▶ _Your tasks_:
a – Using the forum thread on measuring Certainty below, decide whether each statement agrees with it: (i) Ortho-Doc has 6,000 square feet of warm-season grass to treat; (ii) Theycallmemrr says the small Amazon scales cost more than $20; (iii) ionicatoms's scale came with a 50g weight. For each, answer yes or no and quote the deciding words from the thread.
b – Write the next part of the forum thread on measuring Certainty below, starting right after its final line.

▶ _Text segment_:
###

# Measuring Certainty



## Ortho-Doc (Feb 3, 2019)

Any tips on how to measure 8 grams/k of this herbicide? I've got a digital scale but it can't detect an amount so small. I also don't have the scoop since I purchased it on the forum. I've yet to use use it yet because I don't want to overapply. Thanks!


----------



## Herring (Sep 19, 2020)

Ideally would like to find a measuring spoon the size of the one included with Certainty, assuming that's .8 grams. My digital scale also hasn't been accurate when measuring down that small.


----------



## Theycallmemrr (May 16, 2019)

I would get a scale that measures smaller amounts. Amazon has some 50 g scales that measures out to the thousandths place. In a classroom setting they have held up so at home they would last forever. They even come with a calibration weight. They are less than $20.


----------



## Bombers (Jul 14, 2020)

Have to try switching units? if not, gotta pick up a .001g graduation scale.


----------



## Ortho-Doc (Feb 3, 2019)

I have and no luck. I already own two digital scales so would love to avoid purchasing a third. Does anyone have a certainty scoop they want to sell?



Bombers said:


> Have to try switching units? if not, gotta pick up a .001g graduation scale.


----------



## Bombers (Jul 14, 2020)

Ortho-Doc said:


> I have and no luck. I already own two digital scales so would love to avoid purchasing a third. Does anyone have a certainty scoop they want to sell?
> 
> 
> 
> ...


Are you measuring 8g total or 72g for your 9k lawn to broadcast?


----------



## Ortho-Doc (Feb 3, 2019)

@Bombers , I have 6,000 sq ft of warm-season grass I need to use the certainty on so would need to measure 48 grams if I broadcast spray.


----------



## ionicatoms (Mar 8, 2020)

I feel like I'm missing something. I would tare a light container such as:



And weigh out either 16g or 24g depending on how many batches I needed to cover 6k sq. ft.

My 200g scale came with a 50g weight to verify the performance of the scale. Good to have.


----------



## Bombers (Jul 14, 2020)

Ortho-Doc said:


> @Bombers , I have 6,000 sq ft of warm-season grass I need to use the certainty on so would need to measure 48 grams if I broadcast spray.

###

▶ _Raw records_:
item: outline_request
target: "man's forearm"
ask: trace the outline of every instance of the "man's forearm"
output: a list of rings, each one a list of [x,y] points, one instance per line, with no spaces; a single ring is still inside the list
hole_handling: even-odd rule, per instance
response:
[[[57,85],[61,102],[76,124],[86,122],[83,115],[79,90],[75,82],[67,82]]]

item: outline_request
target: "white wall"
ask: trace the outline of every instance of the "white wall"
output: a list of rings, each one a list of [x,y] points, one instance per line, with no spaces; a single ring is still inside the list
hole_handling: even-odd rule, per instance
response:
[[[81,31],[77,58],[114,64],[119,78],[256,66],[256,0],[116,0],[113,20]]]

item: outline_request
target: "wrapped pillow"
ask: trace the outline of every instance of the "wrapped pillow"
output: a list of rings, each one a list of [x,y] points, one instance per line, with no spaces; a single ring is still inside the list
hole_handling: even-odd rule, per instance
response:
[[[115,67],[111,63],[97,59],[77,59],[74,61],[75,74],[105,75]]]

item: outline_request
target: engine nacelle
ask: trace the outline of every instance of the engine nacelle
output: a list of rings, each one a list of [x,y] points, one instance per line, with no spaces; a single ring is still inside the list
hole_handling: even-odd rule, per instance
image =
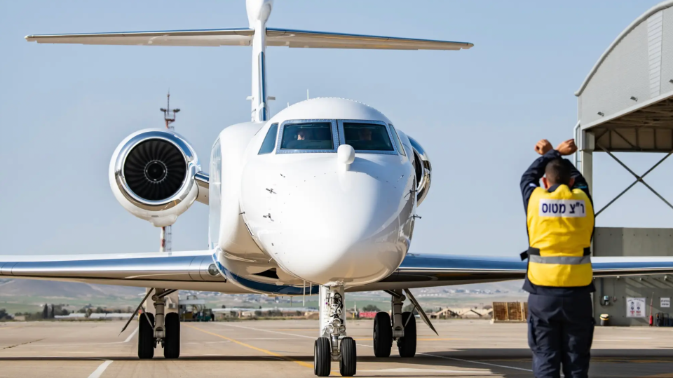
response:
[[[110,187],[129,212],[157,227],[170,226],[198,194],[196,152],[165,129],[141,130],[117,146],[110,161]]]
[[[414,149],[414,168],[416,170],[416,205],[418,206],[426,199],[430,184],[432,182],[433,166],[430,163],[430,157],[421,144],[409,137],[409,141]]]

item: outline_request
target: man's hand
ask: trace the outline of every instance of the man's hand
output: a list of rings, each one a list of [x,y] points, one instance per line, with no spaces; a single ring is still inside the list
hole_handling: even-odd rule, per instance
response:
[[[551,149],[552,144],[550,143],[546,139],[543,139],[540,142],[538,142],[538,144],[535,145],[535,151],[541,155],[544,155]]]
[[[562,156],[572,155],[577,151],[577,146],[575,145],[575,140],[569,139],[562,142],[556,147],[556,150],[558,151],[559,154]]]

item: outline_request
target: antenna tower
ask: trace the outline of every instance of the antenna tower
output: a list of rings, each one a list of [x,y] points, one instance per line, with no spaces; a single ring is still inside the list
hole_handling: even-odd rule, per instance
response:
[[[170,109],[170,90],[166,94],[166,107],[160,109],[163,113],[163,120],[166,123],[166,128],[170,130],[175,129],[171,123],[175,122],[175,115],[180,111],[179,109]],[[173,232],[171,226],[161,227],[161,244],[159,252],[170,252],[172,250]]]

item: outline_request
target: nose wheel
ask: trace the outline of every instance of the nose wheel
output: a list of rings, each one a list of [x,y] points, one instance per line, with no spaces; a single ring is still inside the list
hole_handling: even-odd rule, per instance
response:
[[[339,361],[342,377],[353,377],[358,367],[355,342],[346,334],[344,287],[320,287],[320,337],[313,346],[313,372],[327,377],[332,361]],[[392,343],[392,342],[391,342]]]
[[[138,321],[138,358],[150,360],[154,357],[154,315],[141,313]]]
[[[374,318],[374,354],[376,357],[390,357],[393,342],[397,342],[400,357],[416,356],[416,317],[412,312],[402,312],[406,297],[402,290],[386,290],[390,294],[393,317],[387,312],[377,313]]]
[[[405,335],[397,339],[397,351],[400,357],[416,356],[416,316],[413,313],[402,314],[402,323],[405,325]]]
[[[378,312],[374,317],[374,355],[379,358],[390,356],[393,349],[393,325],[387,312]]]
[[[165,358],[177,358],[180,356],[180,318],[174,312],[165,314],[163,298],[168,293],[161,289],[156,290],[158,294],[152,297],[156,316],[144,312],[138,319],[138,358],[154,358],[154,349],[159,343],[163,346]]]

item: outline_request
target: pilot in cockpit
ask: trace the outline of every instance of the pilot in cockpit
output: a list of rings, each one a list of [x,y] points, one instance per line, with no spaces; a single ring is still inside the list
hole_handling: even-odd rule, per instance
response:
[[[308,130],[306,129],[300,128],[299,130],[297,132],[297,140],[306,140],[308,136]]]

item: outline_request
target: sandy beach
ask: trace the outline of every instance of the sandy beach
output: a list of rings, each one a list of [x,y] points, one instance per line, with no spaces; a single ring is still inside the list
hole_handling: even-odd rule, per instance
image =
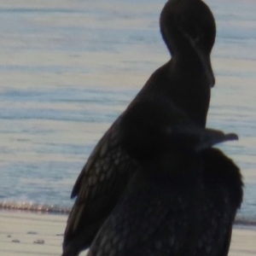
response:
[[[67,215],[0,211],[0,255],[61,255],[67,218]],[[255,241],[255,230],[236,226],[229,255],[256,255]],[[86,252],[80,255],[86,255]]]

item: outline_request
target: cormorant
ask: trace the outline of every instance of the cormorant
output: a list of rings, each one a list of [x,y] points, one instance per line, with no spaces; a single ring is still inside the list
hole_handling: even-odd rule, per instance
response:
[[[210,61],[216,34],[213,15],[201,0],[169,0],[160,24],[172,58],[151,75],[99,141],[81,171],[71,195],[77,198],[65,230],[63,256],[76,256],[90,247],[137,166],[137,160],[120,146],[119,123],[129,109],[137,102],[160,99],[178,113],[173,125],[206,125],[214,85]]]
[[[138,112],[141,108],[137,107]],[[139,143],[133,139],[136,130],[124,134],[125,148],[132,152],[138,146],[133,157],[140,167],[88,256],[228,255],[242,200],[241,176],[234,162],[212,145],[236,136],[196,126],[169,131],[166,125],[160,129],[159,140],[153,140],[163,142],[166,137],[164,147],[152,143],[149,151],[143,139]]]

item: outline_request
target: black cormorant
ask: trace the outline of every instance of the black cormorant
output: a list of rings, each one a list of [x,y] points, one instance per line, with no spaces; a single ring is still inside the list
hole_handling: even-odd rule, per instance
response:
[[[230,159],[211,146],[236,137],[197,127],[168,131],[165,125],[158,133],[159,141],[166,137],[164,147],[155,143],[154,150],[151,144],[148,151],[143,141],[138,144],[134,157],[140,167],[88,256],[228,255],[242,200],[241,176]],[[137,145],[131,145],[133,132],[123,140],[129,151]]]
[[[180,113],[173,125],[206,125],[210,90],[214,85],[210,61],[216,34],[213,15],[201,0],[169,0],[160,21],[172,59],[151,75],[81,171],[71,195],[77,198],[65,230],[63,256],[78,255],[90,247],[136,170],[137,160],[119,142],[119,123],[128,109],[137,102],[160,100]]]

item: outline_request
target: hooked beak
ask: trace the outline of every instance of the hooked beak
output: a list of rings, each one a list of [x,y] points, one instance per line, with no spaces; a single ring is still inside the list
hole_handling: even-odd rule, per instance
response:
[[[182,29],[180,29],[180,31],[183,34],[183,36],[187,38],[187,39],[189,41],[192,48],[195,49],[196,55],[198,55],[203,66],[203,68],[205,69],[205,73],[208,81],[209,87],[212,88],[215,84],[215,78],[212,68],[210,55],[202,53],[201,49],[198,47],[197,42],[199,40],[199,38],[192,38],[188,33],[184,32]]]

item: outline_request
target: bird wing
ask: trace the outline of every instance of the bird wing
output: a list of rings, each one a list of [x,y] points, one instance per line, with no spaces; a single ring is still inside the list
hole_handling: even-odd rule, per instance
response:
[[[99,141],[76,181],[72,197],[77,199],[67,219],[63,247],[79,240],[81,232],[81,245],[91,241],[136,169],[136,161],[119,146],[119,119]]]
[[[132,183],[132,179],[129,183]],[[194,185],[188,189],[187,184],[172,186],[169,180],[161,180],[156,185],[154,181],[153,185],[152,182],[144,185],[141,177],[136,180],[136,193],[131,188],[126,189],[126,195],[102,226],[90,253],[94,256],[190,253],[195,248],[195,236],[192,232],[189,234],[192,237],[188,237],[189,230],[197,233],[196,229],[191,229],[191,223],[195,227],[198,224],[195,212],[190,211],[195,202],[190,203],[191,198],[197,198]]]

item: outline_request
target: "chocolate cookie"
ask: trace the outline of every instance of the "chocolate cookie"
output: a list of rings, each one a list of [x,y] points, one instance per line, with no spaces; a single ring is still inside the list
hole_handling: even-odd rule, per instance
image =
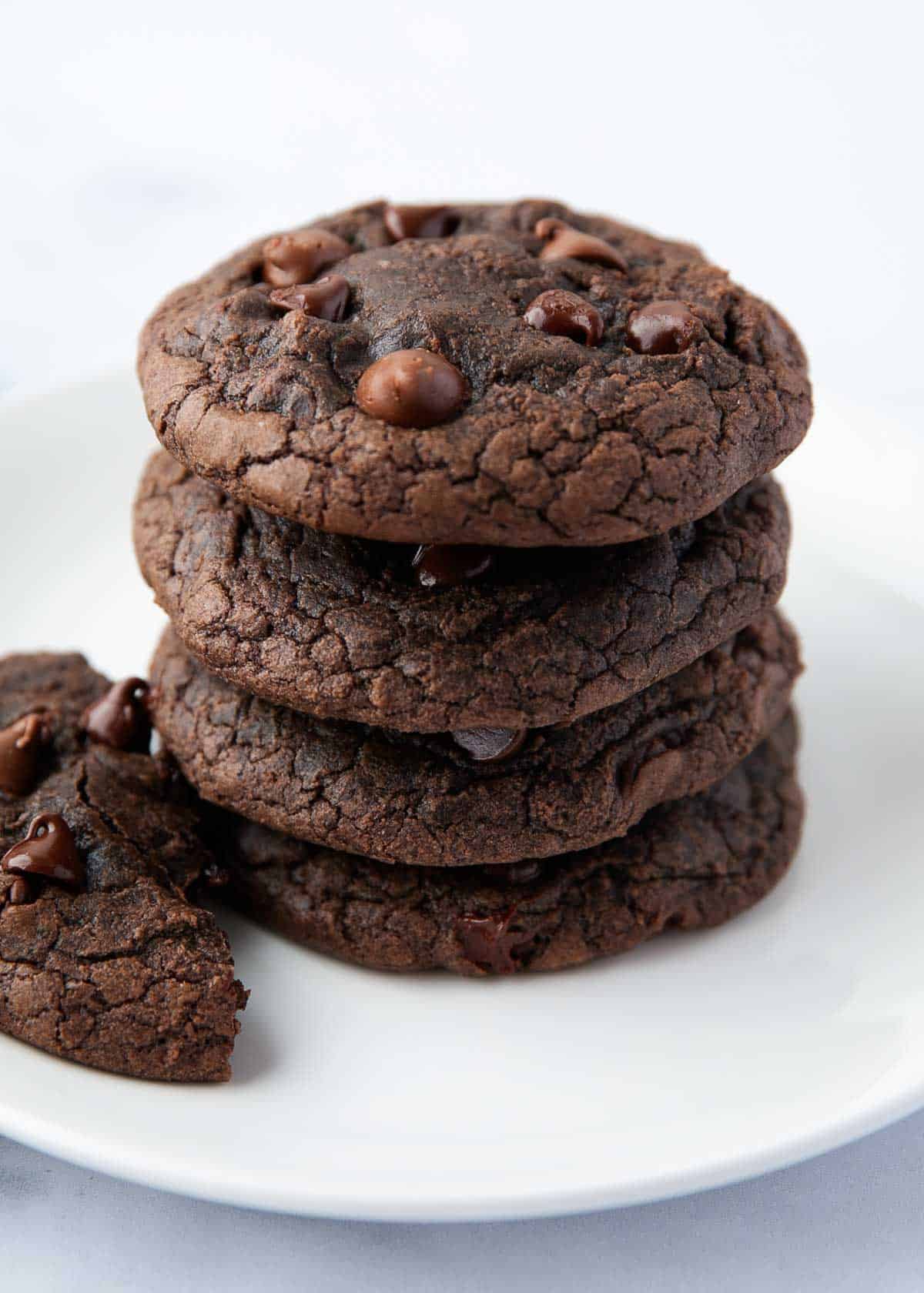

###

▶ _Answers below_:
a –
(i) Yes: "I have 6,000 sq ft of warm-season grass I need to use the certainty on"
(ii) No: "They are less than $20."
(iii) Yes: "My 200g scale came with a 50g weight to verify the performance of the scale."

b –
Sorry, didn't mean to be confusing, but I had to refresh myself on Certainty label and it's *1.25-2 oz/acre or .813 - 1.30 gram/k*, not 8 grams/k lol.

For 6k of lawn, using the min. rate, that would be 7.5 grams total.

Buy a scale to save the headache. If you want to get creative, measure out a larger dose where your scale can pick up with repeatability, and split it into tiny vials (think sample cologne spray vial type) by volume (more vials = higher accuracy)


----------



## ionicatoms (Mar 8, 2020)

I think a 200g or smaller scale with a 0.01g graduation is the way to go. Here's the one I used to measure 0.4g. I use it to measure a variety of products; better than a scoop if you ask me. The cup you see in the photo is just the lid from the sulfosulfuron container.


----------



## Ortho-Doc (Feb 3, 2019)

@Bombers I didn't look up the rate yet so I just went what you wrote, but I knew it was a very small amount that my scale couldn't calculate. @ionicatoms , sounds like I either don't use the certainty I bought on the marketplace here or invest in another scale that can do grams. Think I'll just buy the scale you recommended.


----------



## Redtwin (Feb 9, 2019)

I'm in the same boat as @Theycallmemrr and @ionicatoms... buy the right scale the first time and you will only need one. This is the one I use to measure MSM or any of the other super-concentrate chemicals.

https://smile.amazon.com/gp/product/B07X1R442K/ref=ppx_yo_dt_b_asin_title_o03_s00?ie=UTF8&psc=1


----------



## Theycallmemrr (May 16, 2019)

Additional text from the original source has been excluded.